# start of EXCERPT

Friday night I had a visit. I came home and saw a man running to the back door. With, as I later realized, my laptop, my watch, and some cash. I called a friend, but she had little time for me: her sister in Ramat Gan had just enjoyed a similar visit; they even took her car. Another friend took my case as an alarm, in vain: a week later their house in Hod HaSharon was broken into while they were sleeping. My blacksmith in Netanya wasn't surprised: "I've been in this business for 30 years, and never seen a flood like this week. I now take orders exclusively from clients who had a burglary."

The entire Israeli police force is in and around Gaza. Except for a few units left over to break the bones of the peaceful anti-wall demonstrators in Bil'in, the Israeli forces are all in the South. The Masters of the State are struggling with the Masters of the Land, and we, common Israelis, have to live with rising criminality. Thank you, dear settlers.


Our Poor Settlers

You won't find a word about the wave of crime in the Israeli media. The media in now in "empathy mode": we are celebrating the terrible suffering of our brothers the settlers.

# end of EXCERPT

▶ INSTRUCTION: In the excerpt about the burglary, what did the thieves take from the sister in Ramat Gan?

# start of DATA EXTRACT

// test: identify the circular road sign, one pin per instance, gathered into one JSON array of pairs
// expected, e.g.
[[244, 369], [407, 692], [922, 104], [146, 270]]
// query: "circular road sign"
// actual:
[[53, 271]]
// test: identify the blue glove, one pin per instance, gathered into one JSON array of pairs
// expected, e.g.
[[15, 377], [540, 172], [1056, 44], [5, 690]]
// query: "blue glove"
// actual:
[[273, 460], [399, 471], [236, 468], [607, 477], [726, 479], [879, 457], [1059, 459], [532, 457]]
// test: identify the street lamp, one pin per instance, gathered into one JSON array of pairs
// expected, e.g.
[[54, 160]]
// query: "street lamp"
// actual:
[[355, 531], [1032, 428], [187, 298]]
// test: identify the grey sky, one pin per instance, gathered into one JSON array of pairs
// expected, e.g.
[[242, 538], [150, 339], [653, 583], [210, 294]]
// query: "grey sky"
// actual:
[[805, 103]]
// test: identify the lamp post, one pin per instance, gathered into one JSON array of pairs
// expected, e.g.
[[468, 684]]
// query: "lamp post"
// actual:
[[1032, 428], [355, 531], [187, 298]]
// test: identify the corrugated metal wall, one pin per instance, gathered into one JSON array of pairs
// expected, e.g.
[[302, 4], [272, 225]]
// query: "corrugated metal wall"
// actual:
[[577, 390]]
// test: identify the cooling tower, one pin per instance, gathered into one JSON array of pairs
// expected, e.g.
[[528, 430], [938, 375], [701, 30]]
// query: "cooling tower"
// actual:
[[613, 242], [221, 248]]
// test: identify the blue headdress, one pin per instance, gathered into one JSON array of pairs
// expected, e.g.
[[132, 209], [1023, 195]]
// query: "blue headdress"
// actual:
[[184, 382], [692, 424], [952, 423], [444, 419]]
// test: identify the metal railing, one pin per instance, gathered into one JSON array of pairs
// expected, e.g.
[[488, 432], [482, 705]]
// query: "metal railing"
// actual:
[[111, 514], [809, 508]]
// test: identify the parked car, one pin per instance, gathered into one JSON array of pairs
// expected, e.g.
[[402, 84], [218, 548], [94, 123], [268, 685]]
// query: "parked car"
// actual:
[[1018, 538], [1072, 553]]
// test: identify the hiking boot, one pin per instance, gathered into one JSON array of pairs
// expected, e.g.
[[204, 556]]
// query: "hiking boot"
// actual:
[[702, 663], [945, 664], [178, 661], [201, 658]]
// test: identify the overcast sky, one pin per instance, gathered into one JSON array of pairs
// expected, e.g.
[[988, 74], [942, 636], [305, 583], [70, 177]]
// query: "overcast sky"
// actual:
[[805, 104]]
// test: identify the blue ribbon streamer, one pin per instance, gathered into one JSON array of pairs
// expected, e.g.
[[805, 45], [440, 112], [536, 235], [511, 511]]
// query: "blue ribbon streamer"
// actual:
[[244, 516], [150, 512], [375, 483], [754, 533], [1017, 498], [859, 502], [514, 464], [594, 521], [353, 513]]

# end of DATA EXTRACT

▶ FULL SOLUTION: Her car.